▶ [YOUR TASK] Please edit the material from the line containing "Q: Point to the tree trunk" through its end, changing "juniper tree" to "pine tree" and leaving everything else as it is. Return only those lines.
— START —
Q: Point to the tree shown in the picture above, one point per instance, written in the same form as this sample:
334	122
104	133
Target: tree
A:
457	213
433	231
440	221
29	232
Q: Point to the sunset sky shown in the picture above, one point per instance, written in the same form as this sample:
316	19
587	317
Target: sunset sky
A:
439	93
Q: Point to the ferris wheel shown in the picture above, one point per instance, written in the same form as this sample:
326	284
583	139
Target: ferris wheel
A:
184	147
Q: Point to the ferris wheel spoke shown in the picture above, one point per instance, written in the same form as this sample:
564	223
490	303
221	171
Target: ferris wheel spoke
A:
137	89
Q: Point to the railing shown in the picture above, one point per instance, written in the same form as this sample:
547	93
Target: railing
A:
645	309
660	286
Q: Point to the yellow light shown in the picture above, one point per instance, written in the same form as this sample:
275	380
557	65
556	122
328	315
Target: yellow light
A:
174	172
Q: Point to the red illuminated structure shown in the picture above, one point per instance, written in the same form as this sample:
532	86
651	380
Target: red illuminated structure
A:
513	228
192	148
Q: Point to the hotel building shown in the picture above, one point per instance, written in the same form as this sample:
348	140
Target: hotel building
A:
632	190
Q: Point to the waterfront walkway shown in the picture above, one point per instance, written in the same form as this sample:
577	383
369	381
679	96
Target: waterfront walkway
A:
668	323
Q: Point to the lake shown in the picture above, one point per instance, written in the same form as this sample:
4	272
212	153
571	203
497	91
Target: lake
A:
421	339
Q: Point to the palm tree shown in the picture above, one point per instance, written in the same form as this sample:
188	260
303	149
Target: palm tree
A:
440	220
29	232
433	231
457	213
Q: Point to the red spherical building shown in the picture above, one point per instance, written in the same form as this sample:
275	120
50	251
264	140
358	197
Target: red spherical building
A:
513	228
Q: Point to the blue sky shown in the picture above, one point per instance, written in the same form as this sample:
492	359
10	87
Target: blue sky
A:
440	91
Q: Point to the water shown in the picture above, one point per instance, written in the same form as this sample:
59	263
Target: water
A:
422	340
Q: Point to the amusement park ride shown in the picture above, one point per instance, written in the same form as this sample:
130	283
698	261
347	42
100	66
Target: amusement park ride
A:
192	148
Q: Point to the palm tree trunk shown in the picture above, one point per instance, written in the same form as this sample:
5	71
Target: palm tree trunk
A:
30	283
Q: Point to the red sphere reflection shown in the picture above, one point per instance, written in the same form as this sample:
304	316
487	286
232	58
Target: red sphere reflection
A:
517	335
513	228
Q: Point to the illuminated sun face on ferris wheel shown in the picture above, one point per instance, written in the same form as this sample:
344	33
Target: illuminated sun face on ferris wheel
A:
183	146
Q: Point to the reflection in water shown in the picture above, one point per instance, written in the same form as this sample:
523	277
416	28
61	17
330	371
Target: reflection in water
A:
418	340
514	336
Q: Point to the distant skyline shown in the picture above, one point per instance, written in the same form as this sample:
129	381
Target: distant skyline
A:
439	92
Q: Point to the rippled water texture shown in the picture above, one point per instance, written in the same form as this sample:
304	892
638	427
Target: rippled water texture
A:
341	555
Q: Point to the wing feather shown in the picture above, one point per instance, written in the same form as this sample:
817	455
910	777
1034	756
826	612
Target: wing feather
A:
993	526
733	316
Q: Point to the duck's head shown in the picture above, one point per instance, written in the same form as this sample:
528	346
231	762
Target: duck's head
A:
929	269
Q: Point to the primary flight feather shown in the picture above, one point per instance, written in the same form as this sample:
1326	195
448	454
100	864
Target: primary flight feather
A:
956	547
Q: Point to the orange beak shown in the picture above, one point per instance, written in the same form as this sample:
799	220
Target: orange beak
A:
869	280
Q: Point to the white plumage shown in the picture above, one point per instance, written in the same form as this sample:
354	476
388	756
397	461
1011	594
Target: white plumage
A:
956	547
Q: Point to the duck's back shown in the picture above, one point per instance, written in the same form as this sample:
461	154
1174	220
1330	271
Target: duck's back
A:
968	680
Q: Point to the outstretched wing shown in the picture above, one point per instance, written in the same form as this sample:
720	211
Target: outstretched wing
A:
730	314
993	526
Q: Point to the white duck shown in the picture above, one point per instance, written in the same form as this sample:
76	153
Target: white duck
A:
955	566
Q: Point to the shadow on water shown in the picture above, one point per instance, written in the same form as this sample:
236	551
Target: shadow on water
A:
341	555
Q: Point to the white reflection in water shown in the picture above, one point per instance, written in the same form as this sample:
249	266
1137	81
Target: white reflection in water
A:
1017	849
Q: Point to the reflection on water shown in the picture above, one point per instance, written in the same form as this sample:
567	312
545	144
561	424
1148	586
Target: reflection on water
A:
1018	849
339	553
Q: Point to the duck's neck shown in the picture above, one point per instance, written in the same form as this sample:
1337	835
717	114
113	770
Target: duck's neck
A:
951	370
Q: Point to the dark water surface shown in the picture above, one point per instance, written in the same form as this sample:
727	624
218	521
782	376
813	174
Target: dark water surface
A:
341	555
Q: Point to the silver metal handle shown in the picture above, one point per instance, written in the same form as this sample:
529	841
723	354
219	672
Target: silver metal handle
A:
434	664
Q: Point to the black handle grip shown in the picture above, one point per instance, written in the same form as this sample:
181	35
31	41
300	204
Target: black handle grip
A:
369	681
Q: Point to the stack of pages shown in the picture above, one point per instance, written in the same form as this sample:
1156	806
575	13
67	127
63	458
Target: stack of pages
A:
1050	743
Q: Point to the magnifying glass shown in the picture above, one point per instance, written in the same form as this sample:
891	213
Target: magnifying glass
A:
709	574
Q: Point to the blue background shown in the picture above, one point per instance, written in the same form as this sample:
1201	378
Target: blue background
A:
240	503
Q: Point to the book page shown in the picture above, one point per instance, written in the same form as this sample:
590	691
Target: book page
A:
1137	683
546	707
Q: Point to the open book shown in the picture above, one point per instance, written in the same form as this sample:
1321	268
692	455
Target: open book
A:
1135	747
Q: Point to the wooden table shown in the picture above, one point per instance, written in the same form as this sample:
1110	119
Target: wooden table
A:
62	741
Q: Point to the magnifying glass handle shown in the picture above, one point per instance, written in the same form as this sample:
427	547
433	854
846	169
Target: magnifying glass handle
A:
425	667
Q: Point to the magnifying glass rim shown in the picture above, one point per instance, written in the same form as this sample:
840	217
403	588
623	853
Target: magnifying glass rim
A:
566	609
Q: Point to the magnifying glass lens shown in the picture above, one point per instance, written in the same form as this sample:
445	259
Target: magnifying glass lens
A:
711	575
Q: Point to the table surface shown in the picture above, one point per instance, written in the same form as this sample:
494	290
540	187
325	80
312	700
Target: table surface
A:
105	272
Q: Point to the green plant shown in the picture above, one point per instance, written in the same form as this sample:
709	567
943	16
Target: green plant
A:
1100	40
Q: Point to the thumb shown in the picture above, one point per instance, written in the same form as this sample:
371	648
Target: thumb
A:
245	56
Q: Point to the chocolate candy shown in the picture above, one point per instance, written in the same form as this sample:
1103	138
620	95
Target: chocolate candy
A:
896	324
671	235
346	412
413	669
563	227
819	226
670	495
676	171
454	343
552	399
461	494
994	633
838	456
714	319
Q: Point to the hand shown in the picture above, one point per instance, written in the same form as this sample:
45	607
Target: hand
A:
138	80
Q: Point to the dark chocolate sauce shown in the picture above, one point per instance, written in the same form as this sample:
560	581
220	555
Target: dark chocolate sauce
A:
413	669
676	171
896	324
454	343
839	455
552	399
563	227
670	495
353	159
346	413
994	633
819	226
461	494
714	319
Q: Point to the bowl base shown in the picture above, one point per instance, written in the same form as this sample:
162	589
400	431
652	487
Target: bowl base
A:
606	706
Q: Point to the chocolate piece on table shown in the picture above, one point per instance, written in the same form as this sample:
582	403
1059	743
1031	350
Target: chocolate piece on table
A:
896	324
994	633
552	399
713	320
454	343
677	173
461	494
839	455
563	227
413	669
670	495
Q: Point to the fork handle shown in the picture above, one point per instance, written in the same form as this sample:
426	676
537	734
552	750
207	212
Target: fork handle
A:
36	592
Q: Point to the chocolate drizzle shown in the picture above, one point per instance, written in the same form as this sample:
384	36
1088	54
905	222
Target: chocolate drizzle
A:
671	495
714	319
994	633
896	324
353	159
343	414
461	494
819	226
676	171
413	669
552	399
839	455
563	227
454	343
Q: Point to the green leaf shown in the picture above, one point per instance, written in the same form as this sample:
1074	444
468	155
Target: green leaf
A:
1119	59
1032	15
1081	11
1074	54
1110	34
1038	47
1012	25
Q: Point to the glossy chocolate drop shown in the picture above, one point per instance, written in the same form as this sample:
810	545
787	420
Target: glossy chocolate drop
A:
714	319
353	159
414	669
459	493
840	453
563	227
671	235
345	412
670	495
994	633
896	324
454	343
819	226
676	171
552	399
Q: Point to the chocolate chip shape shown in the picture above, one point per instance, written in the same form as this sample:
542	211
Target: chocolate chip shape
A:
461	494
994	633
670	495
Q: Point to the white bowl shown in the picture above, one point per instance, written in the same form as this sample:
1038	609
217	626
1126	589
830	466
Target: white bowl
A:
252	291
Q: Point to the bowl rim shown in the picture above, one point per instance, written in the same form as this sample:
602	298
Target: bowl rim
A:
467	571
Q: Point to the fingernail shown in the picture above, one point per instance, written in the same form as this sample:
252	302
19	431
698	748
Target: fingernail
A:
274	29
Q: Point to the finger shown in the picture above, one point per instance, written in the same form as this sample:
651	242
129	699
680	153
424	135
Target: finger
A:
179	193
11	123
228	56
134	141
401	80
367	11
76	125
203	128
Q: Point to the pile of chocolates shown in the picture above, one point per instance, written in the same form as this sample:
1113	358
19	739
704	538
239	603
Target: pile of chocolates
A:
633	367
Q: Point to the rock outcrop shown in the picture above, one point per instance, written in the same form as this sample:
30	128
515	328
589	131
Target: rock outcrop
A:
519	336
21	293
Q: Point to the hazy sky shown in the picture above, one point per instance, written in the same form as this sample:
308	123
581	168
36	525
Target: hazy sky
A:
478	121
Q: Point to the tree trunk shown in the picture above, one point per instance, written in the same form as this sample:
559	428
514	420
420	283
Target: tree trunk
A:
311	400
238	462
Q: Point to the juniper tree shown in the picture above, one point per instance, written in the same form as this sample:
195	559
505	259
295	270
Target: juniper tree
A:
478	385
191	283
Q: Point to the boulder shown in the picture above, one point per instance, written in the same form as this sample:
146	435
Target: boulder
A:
— END —
▶ [TASK OUTPUT]
Q: Point to the tree trunk shown in the picture above, one point per instance, written in the same form as this sample:
559	428
514	420
420	283
Target: tree trunk
A:
311	400
238	462
Q: Point to the pine tree shown in the picture above, one point per instance, written in the same form as this sample:
195	559
505	259
295	270
Target: pine tree
A:
478	385
191	283
Q: Point to the boulder shown in the picture above, one point per instance, written in the same form as this sample:
146	435
Target: boulder
A:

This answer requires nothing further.